=== TASK ===
Reproduce the items below word for word, omitting the pictures.

*** DATA RECORDS ***

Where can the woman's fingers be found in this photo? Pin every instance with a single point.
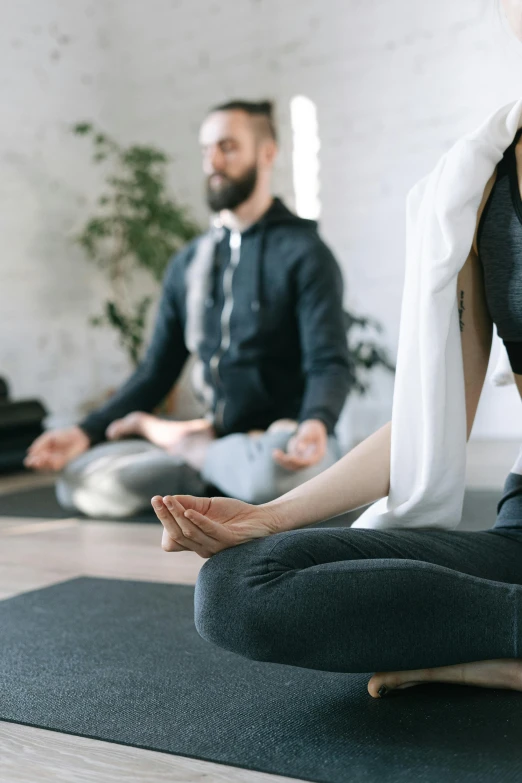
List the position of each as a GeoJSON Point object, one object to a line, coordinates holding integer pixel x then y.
{"type": "Point", "coordinates": [212, 530]}
{"type": "Point", "coordinates": [166, 519]}
{"type": "Point", "coordinates": [180, 529]}
{"type": "Point", "coordinates": [169, 545]}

***

=== SOLVED PROBLEM ===
Where can the woman's fingers be found in this photo? Pin every instance with a single point.
List the position of each as a GeoJSON Point object, one object to a line, coordinates holding integer pixel x then y.
{"type": "Point", "coordinates": [212, 530]}
{"type": "Point", "coordinates": [166, 519]}
{"type": "Point", "coordinates": [180, 529]}
{"type": "Point", "coordinates": [169, 545]}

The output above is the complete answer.